■ **Passage**:
- - -

Can competitive bidding be part of a Medicare compromise?

The following first appeared on Ezra Klein’s blog at The Washington Post.

Perhaps the most important book a health policy wonk could read today is “Bring Market Prices to Medicare,” by Robert Coulam, Roger Feldman and Bryan Dowd. In it, you’ll find an idea that neatly balances conservative and liberal priorities for Medicare and saves money. Moreover, what is proposed does not require any major restructuring of the program, and a version of it was signed into law last year and repealed a week later.

What is it?

Those who have been following me at The Incidental Economist already know: It’s competitive bidding (also called “competitive pricing”). Here’s how it works: Begin with current Medicare, both the traditional, fee-for-service arm (the public option) and the Medicare Advantage (MA) program. Recognize that all those plans — the public option and all the private MA carriers — are government-subsidized, though in a Byzantine way with a long, tortured and politicized history we need not go into.

Next, throw out the entire crazy quilt of subsidy schemes and replace it with the following: all plans in a market (e.g., a county), fee-for-service included, offer bids for the cost above the standard Part B premium of provision of a standardized set of benefits (e.g., the current Medicare benefit) for an average beneficiary. The lowest bid in a market — whether from a private plan or from fee-for-service Medicare — establishes the subsidy (premium support) offered for enrollment into any plan in the market. This amount would then be risk-adjusted according to beneficiary health status. Beneficiaries opting for plans with higher costs (bids) or additional benefits would pay the additional cost. Means testing or a low-income subsidy program, as exists in today’s Medicare, could be incorporated to protect poorer beneficiaries from high residual out-of-pocket costs.

If all that was way too complicated, see this far simpler vignette.

This competitive bidding system is similar in spirit, though different in detail, than that which would set subsidies in the ACA’s exchanges, and currently does set subsidies in FEHBP and Medicare Part D. In other words, it is one of the very things that distinguishes the Republicans’ plan for Medicare from programs to which it has been (incorrectly) compared. The Republican plan would not set subsidies through such a market process. In that sense, it is not as market based as it could be.

Competitive bidding harnesses the market, and in a way that offers crucial protections for beneficiaries and taxpayers.

- - -

(Stored data)

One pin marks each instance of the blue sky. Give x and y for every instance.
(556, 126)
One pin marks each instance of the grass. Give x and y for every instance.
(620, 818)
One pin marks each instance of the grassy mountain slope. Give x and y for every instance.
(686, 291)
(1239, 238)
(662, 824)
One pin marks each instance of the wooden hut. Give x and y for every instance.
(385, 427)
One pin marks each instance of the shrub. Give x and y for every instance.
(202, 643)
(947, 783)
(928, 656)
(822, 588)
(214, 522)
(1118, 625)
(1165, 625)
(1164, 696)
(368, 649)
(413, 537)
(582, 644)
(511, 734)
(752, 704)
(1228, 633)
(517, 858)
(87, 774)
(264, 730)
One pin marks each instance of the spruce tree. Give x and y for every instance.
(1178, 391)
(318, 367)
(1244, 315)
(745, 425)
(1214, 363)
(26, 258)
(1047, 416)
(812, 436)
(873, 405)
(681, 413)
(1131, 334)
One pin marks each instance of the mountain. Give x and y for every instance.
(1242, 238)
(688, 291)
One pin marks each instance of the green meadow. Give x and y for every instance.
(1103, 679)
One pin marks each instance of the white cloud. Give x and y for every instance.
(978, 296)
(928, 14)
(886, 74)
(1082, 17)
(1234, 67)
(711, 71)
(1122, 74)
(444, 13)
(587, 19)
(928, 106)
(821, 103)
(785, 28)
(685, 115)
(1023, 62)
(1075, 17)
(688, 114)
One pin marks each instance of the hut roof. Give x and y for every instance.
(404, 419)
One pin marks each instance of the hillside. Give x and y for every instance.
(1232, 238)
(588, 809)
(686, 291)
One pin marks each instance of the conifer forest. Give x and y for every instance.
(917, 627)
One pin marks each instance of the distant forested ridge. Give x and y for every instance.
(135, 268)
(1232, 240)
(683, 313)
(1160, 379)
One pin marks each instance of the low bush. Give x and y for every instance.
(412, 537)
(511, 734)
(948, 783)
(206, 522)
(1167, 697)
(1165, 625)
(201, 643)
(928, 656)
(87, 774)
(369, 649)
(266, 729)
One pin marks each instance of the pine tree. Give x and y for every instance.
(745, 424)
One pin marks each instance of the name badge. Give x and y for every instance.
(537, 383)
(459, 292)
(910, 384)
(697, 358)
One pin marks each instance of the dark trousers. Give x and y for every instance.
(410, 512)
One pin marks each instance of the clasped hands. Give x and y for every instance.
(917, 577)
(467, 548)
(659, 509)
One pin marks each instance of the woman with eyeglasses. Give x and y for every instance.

- - -

■ **Exercise tasks**:
1) Answer these questions about the Medicare passage, giving each answer on its own line marked like its question.
(a) Which book does the passage call perhaps the most important one a health policy wonk could read today, and who wrote it?
(b) Under the proposed system, what establishes the subsidy offered for enrollment into any plan in a market?
(c) In which two programs does competitive bidding currently set subsidies?
2) Decide whether each statement agrees with the Medicare passage. For each one, answer yes or no and quote the words from the passage that settle it.
(a) A version of the competitive bidding idea was signed into law and repealed a week later.
(b) The Republican plan would set Medicare subsidies through a market process.
(c) The proposal requires a major restructuring of Medicare.
3) Turn the paragraph of the Medicare passage that begins "Next, throw out the entire crazy quilt" into a bulleted list that keeps its main facts.

■ **Exercise solutions**:
1)
(a) "Bring Market Prices to Medicare," by Robert Coulam, Roger Feldman and Bryan Dowd.
(b) The lowest bid in the market, whether it comes from a private plan or from fee-for-service Medicare.
(c) FEHBP and Medicare Part D.

2)
(a) Yes: "a version of it was signed into law last year and repealed a week later."
(b) No: "The Republican plan would not set subsidies through such a market process."
(c) No: "what is proposed does not require any major restructuring of the program"

3)
- Replace the existing subsidy schemes with a single bidding system.
- All plans in a market (e.g., a county), including fee-for-service, bid on the cost above the standard Part B premium of providing a standardized set of benefits to an average beneficiary.
- The lowest bid in the market, from a private plan or from fee-for-service Medicare, sets the subsidy (premium support) for enrollment in any plan there.
- The subsidy is risk-adjusted according to beneficiary health status.
- Beneficiaries who choose plans with higher bids or additional benefits pay the additional cost.
- Means testing or a low-income subsidy program could protect poorer beneficiaries from high residual out-of-pocket costs.